§ **Exercise requirements**:
1/ Answer these questions about the midterm test instructions, one per line:
(a) On what date was the test held?
(b) What example name does the text give for the renamed folder?
(c) What should the function do when there are no positions where S1 starts in S?
2/ From the midterm test instructions, extract word for word the passage that opens with "1. Download sciprog-qcb-2021-11-12-FIRSTNAME-LASTNAME-ID.zip" and closes with "will be evaluated.".

Module 1, QCB midterm test, November 12th 2021

Download the data

  1. Download sciprog-qcb-2021-11-12-FIRSTNAME-LASTNAME-ID.zip and extract it on your desktop. Folder content should be like this:

|- sciprog-qcb-2021-11-12-FIRSTNAME-LASTNAME-ID
    |- QCB_midTerm_2021_11_12.pdf
    |- exercise1.py
    |- exercise2.py
    |- shortSample.fasta
    |- test_reads_10k.fasta
  1. Rename sciprog-qcb-2021-11-12-FIRSTNAME-LASTNAME-ID folder: put your name, lastname an id number, like sciprog-qcb-2021-11-12-john-doe-432432

From now on, you will be editing the files in that folder. At the end of the exam, that is what will be evaluated.

  1. Edit the files following the instructions.

Problem 1

Given a text string S (possibly on several lines), write a python function that takes the string S and a second string S1 (assumed to be shorter than S) in input and returns a list with all positions at which S1 starts in S. If no such positions exist a warning message should be printed and an empty list returned.

Example:

S = """TGAATACATATTATTCCGC
GTCCTACCAAAAAATATACATAGATAT
GATACTAGGGGACCGGTTCCGGGATGA
TGATGATACTAGGGGACCGGTTGATAC"""

print(findPositions(S, "TGA"))
print(findPositions(S, "GAT"))
print(findPositions(S, "none"))

§ **Data section**:
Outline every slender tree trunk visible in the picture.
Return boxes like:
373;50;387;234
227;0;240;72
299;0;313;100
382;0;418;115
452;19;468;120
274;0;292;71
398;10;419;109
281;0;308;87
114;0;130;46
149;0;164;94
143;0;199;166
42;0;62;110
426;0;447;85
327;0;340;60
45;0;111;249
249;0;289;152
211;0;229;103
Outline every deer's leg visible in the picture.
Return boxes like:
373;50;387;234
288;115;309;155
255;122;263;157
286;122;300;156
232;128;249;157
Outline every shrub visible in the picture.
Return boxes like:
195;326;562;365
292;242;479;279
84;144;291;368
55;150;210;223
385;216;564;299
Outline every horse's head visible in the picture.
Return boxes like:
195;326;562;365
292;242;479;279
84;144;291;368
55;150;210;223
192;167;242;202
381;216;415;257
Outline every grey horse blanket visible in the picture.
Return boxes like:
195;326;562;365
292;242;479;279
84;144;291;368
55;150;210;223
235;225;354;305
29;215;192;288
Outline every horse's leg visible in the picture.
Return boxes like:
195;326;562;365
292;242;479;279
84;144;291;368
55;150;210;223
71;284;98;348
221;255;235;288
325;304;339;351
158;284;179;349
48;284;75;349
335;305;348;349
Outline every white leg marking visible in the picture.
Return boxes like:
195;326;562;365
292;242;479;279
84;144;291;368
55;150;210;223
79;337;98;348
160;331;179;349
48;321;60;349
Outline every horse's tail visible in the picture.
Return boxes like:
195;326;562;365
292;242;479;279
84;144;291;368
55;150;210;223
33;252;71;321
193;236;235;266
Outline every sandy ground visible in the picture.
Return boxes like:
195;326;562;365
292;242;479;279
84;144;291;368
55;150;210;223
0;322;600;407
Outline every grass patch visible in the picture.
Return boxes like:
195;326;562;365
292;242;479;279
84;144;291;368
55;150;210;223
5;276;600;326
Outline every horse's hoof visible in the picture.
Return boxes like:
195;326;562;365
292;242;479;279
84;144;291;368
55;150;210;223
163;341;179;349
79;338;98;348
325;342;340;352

§ **The responses**:
1/
(a) November 12th 2021
(b) sciprog-qcb-2021-11-12-john-doe-432432
(c) Print a warning message and return an empty list.

2/
1. Download sciprog-qcb-2021-11-12-FIRSTNAME-LASTNAME-ID.zip and extract it on your desktop. Folder content should be like this:

|- sciprog-qcb-2021-11-12-FIRSTNAME-LASTNAME-ID
    |- QCB_midTerm_2021_11_12.pdf
    |- exercise1.py
    |- exercise2.py
    |- shortSample.fasta
    |- test_reads_10k.fasta
  1. Rename sciprog-qcb-2021-11-12-FIRSTNAME-LASTNAME-ID folder: put your name, lastname an id number, like sciprog-qcb-2021-11-12-john-doe-432432

From now on, you will be editing the files in that folder. At the end of the exam, that is what will be evaluated.